_Records from a dataset_
_ _ _
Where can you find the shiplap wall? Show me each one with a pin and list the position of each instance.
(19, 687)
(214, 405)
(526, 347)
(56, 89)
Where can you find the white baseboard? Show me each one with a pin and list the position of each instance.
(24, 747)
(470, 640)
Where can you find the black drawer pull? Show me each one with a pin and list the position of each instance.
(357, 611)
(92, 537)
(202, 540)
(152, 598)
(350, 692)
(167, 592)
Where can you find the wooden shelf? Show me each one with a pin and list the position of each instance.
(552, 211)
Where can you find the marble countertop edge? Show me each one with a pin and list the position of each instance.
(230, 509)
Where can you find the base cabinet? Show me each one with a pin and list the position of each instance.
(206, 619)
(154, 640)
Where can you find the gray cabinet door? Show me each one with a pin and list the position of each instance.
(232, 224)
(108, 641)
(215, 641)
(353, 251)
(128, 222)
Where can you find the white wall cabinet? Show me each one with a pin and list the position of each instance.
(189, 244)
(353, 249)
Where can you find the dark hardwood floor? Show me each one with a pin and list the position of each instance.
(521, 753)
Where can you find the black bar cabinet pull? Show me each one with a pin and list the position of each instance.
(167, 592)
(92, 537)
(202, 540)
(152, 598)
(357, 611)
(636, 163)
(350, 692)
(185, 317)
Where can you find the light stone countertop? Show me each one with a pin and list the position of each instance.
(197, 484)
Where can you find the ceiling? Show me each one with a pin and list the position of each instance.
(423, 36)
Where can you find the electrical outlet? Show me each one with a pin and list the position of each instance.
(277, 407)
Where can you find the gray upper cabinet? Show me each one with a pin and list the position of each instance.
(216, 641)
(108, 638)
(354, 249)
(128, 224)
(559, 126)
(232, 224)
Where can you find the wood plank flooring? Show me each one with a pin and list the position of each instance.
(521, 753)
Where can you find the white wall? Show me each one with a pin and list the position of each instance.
_ _ _
_Task description_
An exact reproduction of all the entries, complete to the last line, is needed.

_Task answer_
Where can you find the shiplap wall? Show me each one with a pin and list the position of each instance.
(19, 687)
(214, 405)
(526, 347)
(56, 89)
Where can you find the white baseboard? Show me each one with a pin and list the position of each instance.
(24, 747)
(470, 640)
Where can you find the black drawer pull? Show me each one with a pin and list the position of each instance.
(357, 611)
(92, 537)
(202, 540)
(152, 598)
(350, 692)
(167, 592)
Where can you find the wooden shelf? Show me each one with a pin and list the position of each instance.
(552, 211)
Where can you find the marble countertop edge? Show me each one with a pin and list the position of each instance.
(230, 509)
Where can you find the base cabinet? Show me each one with a pin and list the position of each instance.
(206, 619)
(154, 640)
Where can you find the gray cabinet door? Show me each one with a pin and list the position of each instance.
(232, 224)
(108, 641)
(215, 641)
(353, 251)
(128, 222)
Where can you find the white wall cabinet? Show me each one with a pin and list the position of each instance.
(189, 244)
(353, 249)
Where can you find the dark hardwood floor? Show me each one with a pin and list the position of each instance.
(521, 753)
Where can you find the black bar cabinet pull? Show me each one with a pin and list the position of each instance.
(167, 592)
(92, 537)
(202, 540)
(152, 598)
(357, 611)
(636, 163)
(350, 692)
(185, 317)
Where can you find the light stone countertop? Show me each one with a pin and list the position of each instance.
(197, 484)
Where can you find the ceiling? Show me each one with a pin and list the position of each instance.
(423, 36)
Where can you find the electrical outlet? Show me each one with a pin and list the position of each instance.
(277, 407)
Where can you find the gray upper cabinet? Show me each one with a pin and list the position of each instance.
(216, 641)
(108, 638)
(354, 249)
(128, 224)
(559, 126)
(232, 224)
Where can you find the wood plank flooring? Show me each one with a pin and list the position of each instance.
(521, 753)
Where can you find the white wall? Show me each one with a pin and list the position of each instance.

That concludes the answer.